* **THE TASK**
Retype, character for character, the line containing "For the white safety" along with each line after it through the end of the data, and only those.

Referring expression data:
-=-=-=-=-
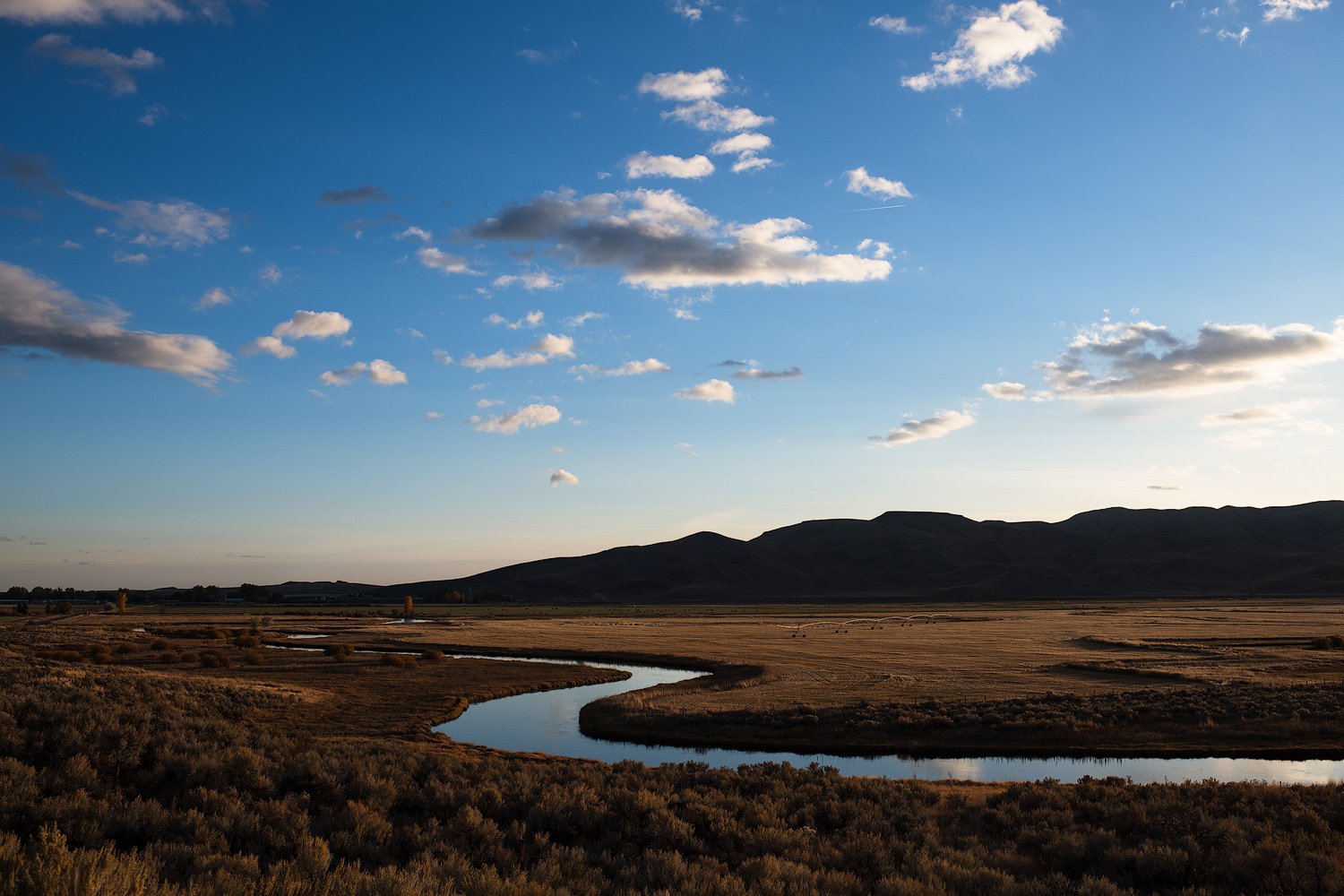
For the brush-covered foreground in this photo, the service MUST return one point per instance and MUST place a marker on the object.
(137, 775)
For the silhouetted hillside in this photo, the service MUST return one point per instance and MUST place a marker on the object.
(1112, 552)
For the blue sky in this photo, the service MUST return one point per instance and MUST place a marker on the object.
(411, 290)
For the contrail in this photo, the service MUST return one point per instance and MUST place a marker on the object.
(874, 209)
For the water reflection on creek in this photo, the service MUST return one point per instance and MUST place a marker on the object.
(548, 721)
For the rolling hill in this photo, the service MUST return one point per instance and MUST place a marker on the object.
(902, 555)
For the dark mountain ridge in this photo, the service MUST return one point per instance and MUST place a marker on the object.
(910, 555)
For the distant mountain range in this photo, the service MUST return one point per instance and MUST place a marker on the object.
(1113, 552)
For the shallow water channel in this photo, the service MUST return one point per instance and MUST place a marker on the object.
(548, 721)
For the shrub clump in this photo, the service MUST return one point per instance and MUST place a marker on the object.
(339, 651)
(214, 659)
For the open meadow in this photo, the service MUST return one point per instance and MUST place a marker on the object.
(175, 753)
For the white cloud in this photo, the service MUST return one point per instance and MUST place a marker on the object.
(177, 223)
(685, 86)
(527, 280)
(38, 314)
(690, 10)
(378, 371)
(1254, 414)
(531, 319)
(1262, 425)
(271, 346)
(580, 320)
(661, 242)
(314, 325)
(866, 185)
(113, 67)
(543, 351)
(894, 24)
(629, 368)
(757, 374)
(384, 374)
(709, 392)
(696, 90)
(417, 233)
(992, 47)
(529, 418)
(1005, 392)
(746, 147)
(99, 11)
(642, 164)
(444, 263)
(152, 115)
(879, 249)
(1288, 10)
(741, 144)
(935, 427)
(710, 115)
(301, 325)
(548, 56)
(1131, 359)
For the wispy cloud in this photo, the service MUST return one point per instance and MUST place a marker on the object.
(866, 185)
(524, 418)
(660, 241)
(935, 427)
(115, 69)
(580, 320)
(991, 50)
(301, 325)
(530, 280)
(1117, 359)
(444, 263)
(175, 223)
(696, 91)
(1289, 10)
(354, 196)
(543, 351)
(212, 298)
(38, 314)
(548, 56)
(99, 11)
(894, 24)
(747, 148)
(378, 371)
(757, 374)
(531, 319)
(1005, 392)
(712, 390)
(629, 368)
(644, 164)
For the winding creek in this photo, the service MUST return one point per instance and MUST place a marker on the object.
(548, 721)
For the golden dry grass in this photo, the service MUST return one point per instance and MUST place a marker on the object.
(948, 651)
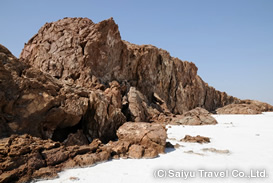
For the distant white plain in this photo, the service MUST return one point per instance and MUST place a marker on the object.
(249, 138)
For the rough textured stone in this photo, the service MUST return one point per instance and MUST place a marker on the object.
(145, 134)
(36, 103)
(136, 151)
(80, 52)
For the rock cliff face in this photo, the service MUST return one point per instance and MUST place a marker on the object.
(82, 53)
(36, 103)
(75, 86)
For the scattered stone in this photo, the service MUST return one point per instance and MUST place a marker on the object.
(197, 116)
(245, 107)
(216, 151)
(192, 152)
(197, 139)
(146, 134)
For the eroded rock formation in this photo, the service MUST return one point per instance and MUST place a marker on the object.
(80, 52)
(75, 86)
(24, 158)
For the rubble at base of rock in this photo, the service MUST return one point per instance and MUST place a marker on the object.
(23, 157)
(81, 95)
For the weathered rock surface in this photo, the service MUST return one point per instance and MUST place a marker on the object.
(197, 116)
(245, 107)
(36, 103)
(24, 158)
(77, 82)
(78, 51)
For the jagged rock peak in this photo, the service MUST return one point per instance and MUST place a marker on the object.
(79, 52)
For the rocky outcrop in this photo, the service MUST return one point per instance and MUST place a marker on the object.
(148, 139)
(197, 116)
(245, 107)
(76, 84)
(24, 158)
(80, 52)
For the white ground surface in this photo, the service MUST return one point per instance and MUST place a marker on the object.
(249, 138)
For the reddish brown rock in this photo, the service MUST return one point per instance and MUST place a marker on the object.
(80, 52)
(144, 134)
(197, 139)
(38, 104)
(77, 138)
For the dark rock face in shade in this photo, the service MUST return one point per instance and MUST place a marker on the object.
(79, 95)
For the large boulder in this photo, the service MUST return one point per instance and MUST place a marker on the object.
(36, 103)
(146, 139)
(78, 51)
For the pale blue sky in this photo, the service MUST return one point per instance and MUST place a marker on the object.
(230, 41)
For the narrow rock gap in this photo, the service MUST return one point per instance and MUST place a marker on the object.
(61, 134)
(83, 44)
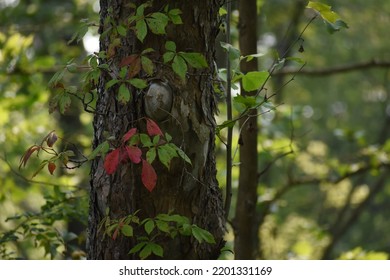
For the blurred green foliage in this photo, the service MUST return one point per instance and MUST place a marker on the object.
(323, 153)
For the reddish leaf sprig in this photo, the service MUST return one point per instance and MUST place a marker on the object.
(133, 153)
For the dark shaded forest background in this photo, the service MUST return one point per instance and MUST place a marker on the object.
(323, 153)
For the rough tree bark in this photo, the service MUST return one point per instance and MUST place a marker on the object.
(187, 190)
(244, 222)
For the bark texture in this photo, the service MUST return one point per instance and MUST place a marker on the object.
(190, 190)
(245, 240)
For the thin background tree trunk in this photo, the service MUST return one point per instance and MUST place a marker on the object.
(244, 222)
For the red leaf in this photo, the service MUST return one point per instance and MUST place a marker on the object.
(148, 176)
(134, 153)
(51, 166)
(152, 128)
(129, 134)
(111, 161)
(27, 154)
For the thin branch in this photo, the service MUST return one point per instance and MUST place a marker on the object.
(334, 69)
(30, 181)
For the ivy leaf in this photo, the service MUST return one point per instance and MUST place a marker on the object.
(148, 175)
(149, 226)
(145, 140)
(141, 30)
(168, 56)
(174, 16)
(27, 154)
(147, 65)
(134, 153)
(152, 128)
(157, 23)
(111, 161)
(51, 138)
(146, 251)
(129, 134)
(123, 94)
(336, 26)
(111, 83)
(324, 10)
(51, 167)
(170, 46)
(196, 60)
(202, 235)
(127, 230)
(254, 80)
(156, 249)
(233, 52)
(121, 30)
(179, 66)
(128, 60)
(138, 83)
(163, 226)
(181, 153)
(102, 148)
(151, 155)
(164, 157)
(64, 102)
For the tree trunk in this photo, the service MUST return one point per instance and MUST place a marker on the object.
(244, 223)
(189, 190)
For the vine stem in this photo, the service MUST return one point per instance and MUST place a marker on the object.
(229, 142)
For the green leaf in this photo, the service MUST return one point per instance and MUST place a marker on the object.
(170, 46)
(147, 65)
(241, 103)
(202, 235)
(138, 83)
(181, 153)
(156, 249)
(149, 226)
(64, 102)
(146, 251)
(137, 247)
(336, 26)
(163, 226)
(252, 56)
(157, 23)
(123, 94)
(196, 60)
(145, 140)
(254, 80)
(141, 30)
(168, 56)
(179, 66)
(127, 230)
(151, 155)
(222, 11)
(296, 59)
(112, 82)
(101, 149)
(234, 53)
(121, 30)
(174, 16)
(324, 10)
(56, 77)
(164, 156)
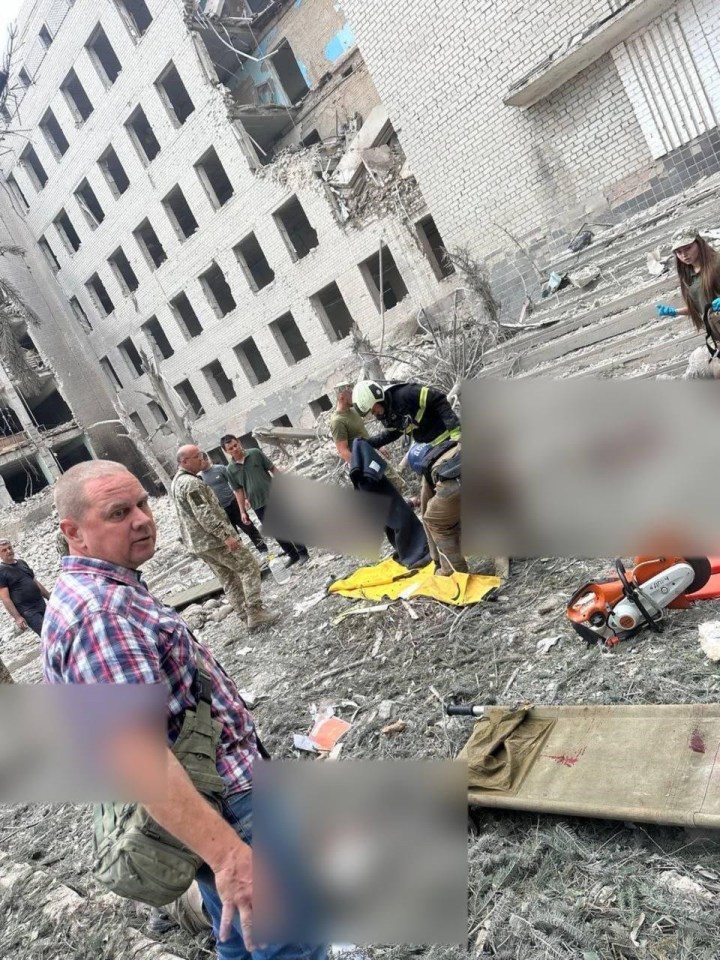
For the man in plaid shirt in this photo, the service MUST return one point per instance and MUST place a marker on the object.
(103, 626)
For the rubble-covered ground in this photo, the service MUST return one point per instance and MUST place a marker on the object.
(540, 886)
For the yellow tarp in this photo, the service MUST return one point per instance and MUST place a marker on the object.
(390, 580)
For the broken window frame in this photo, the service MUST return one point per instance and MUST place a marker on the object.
(48, 121)
(213, 196)
(49, 254)
(67, 235)
(85, 208)
(182, 322)
(253, 377)
(96, 297)
(189, 397)
(29, 160)
(145, 249)
(247, 266)
(277, 328)
(117, 257)
(300, 251)
(210, 295)
(167, 100)
(97, 60)
(332, 332)
(76, 106)
(172, 215)
(131, 355)
(80, 315)
(110, 372)
(131, 24)
(158, 344)
(104, 163)
(219, 382)
(139, 115)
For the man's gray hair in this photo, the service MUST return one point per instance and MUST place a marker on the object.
(69, 492)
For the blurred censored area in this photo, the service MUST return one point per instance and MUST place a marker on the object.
(324, 515)
(590, 468)
(361, 852)
(82, 743)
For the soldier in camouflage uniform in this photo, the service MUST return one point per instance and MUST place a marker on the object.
(207, 533)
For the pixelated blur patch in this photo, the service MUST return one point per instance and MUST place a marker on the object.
(590, 468)
(361, 852)
(326, 515)
(80, 743)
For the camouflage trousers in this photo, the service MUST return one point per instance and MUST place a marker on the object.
(238, 574)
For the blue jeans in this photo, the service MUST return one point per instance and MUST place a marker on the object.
(238, 812)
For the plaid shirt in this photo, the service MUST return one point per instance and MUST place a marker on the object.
(103, 626)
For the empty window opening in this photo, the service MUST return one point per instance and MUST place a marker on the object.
(49, 254)
(157, 337)
(394, 289)
(110, 372)
(311, 138)
(291, 342)
(217, 290)
(187, 394)
(159, 415)
(17, 193)
(253, 263)
(114, 172)
(321, 405)
(434, 248)
(103, 57)
(34, 169)
(80, 315)
(186, 317)
(251, 360)
(142, 135)
(150, 245)
(221, 386)
(214, 179)
(132, 357)
(334, 315)
(297, 231)
(77, 99)
(45, 37)
(53, 133)
(124, 273)
(174, 95)
(99, 295)
(68, 233)
(135, 15)
(289, 73)
(89, 204)
(179, 214)
(139, 425)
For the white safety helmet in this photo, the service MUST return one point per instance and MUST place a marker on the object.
(366, 394)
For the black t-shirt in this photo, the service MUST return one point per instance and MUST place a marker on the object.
(20, 581)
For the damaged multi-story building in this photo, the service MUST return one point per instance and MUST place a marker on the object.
(211, 189)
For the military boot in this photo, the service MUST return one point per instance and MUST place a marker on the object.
(261, 617)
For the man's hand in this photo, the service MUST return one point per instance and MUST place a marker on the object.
(233, 881)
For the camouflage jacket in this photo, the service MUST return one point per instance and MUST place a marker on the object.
(203, 522)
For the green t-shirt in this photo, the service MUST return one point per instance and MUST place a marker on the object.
(252, 476)
(347, 425)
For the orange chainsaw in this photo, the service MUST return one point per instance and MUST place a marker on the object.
(616, 608)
-=-=-=-=-
* **RESPONSE TO THIS EXERCISE**
For the white safety helmet in this photo, the service MUST return one point per instance and MUST place a marker on the object.
(366, 394)
For the black t-shirt in this photo, the service MUST return one point per instance and MUST place a marker on the object.
(20, 581)
For the damaged multi-story building in this photo, the service MUST return one point per instance and MUST place a marker on the object.
(211, 189)
For the military boot in this photo, the service MUST return one point per instance and MUST place a marker on the object.
(261, 617)
For the man's hand in this photo, the service MUST return one point per instance and MUST place a marker on the object.
(233, 881)
For the camouflage jacket in this photo, the service MUST return one point per instance and MUST place a marker on the object.
(203, 522)
For the green t-shirt in this photo, the service MUST return one point per instance and MUST place a marker on the object.
(252, 476)
(347, 425)
For the orange chainsaw in this photo, the service MUST return one point per instance and MUST place a marker on the object.
(616, 608)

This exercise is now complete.